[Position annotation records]
* start *
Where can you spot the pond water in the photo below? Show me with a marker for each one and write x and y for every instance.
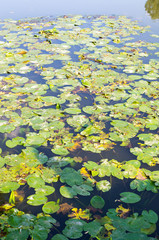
(79, 120)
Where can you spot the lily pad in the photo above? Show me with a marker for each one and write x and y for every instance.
(129, 197)
(67, 192)
(50, 207)
(103, 185)
(97, 202)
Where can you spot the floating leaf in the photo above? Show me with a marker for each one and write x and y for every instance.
(129, 197)
(97, 202)
(36, 199)
(59, 237)
(50, 207)
(67, 192)
(60, 151)
(103, 185)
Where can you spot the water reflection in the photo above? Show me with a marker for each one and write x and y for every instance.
(152, 7)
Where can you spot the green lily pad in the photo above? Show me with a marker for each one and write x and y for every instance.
(36, 199)
(74, 228)
(97, 202)
(60, 151)
(103, 185)
(59, 237)
(45, 190)
(35, 182)
(8, 187)
(129, 197)
(73, 110)
(50, 207)
(18, 234)
(67, 192)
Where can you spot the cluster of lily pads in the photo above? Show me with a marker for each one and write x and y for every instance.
(73, 92)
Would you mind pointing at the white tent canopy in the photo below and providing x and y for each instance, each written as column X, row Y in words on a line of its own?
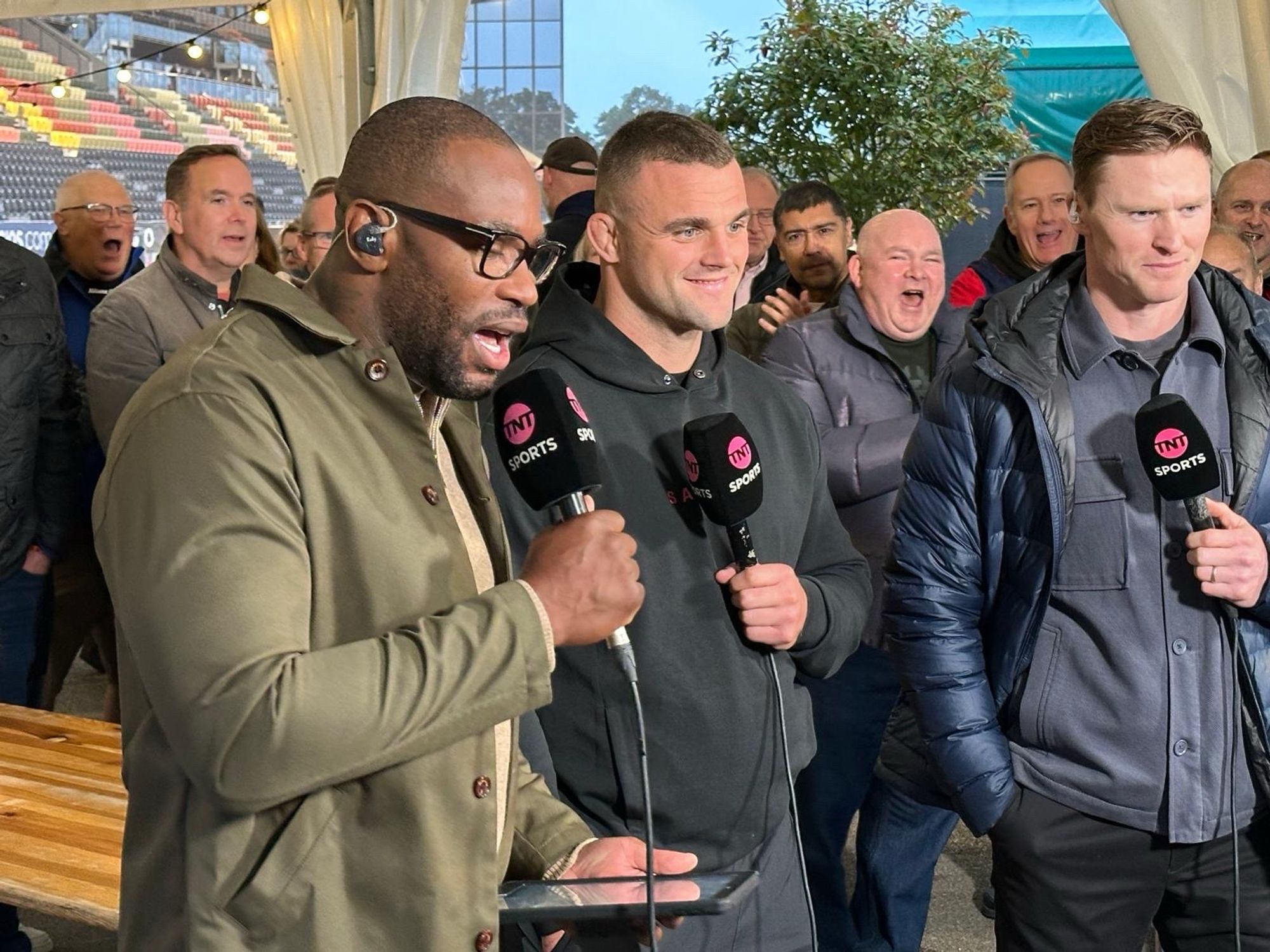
column 1212, row 56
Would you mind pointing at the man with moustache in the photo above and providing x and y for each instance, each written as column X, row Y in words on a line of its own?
column 90, row 256
column 645, row 352
column 210, row 210
column 765, row 270
column 318, row 223
column 864, row 369
column 813, row 238
column 1243, row 202
column 323, row 648
column 1034, row 232
column 1056, row 623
* end *
# [PROMPT]
Copy out the entries word for word, from the line holding "Where can you spot the green" to the line holding "column 1212, row 56", with both of those lines included. Leave out the pictures.

# [TASK OUTPUT]
Where can you spot the green lily pad in the photo above? Show me with a marker for each one and write x and y for every instance.
(36, 199)
(74, 228)
(97, 202)
(60, 151)
(103, 185)
(59, 237)
(45, 190)
(35, 182)
(8, 187)
(129, 197)
(73, 110)
(50, 207)
(18, 234)
(67, 192)
Where can you spot the cluster of lily pads in the photo above? Show me with a marker for each one and write x and y for every instance.
(73, 92)
Would you mind pointing at the white tent canopy in the photo below and providing x and y for each instance, each written as column X, row Y in words on a line of its own?
column 1212, row 56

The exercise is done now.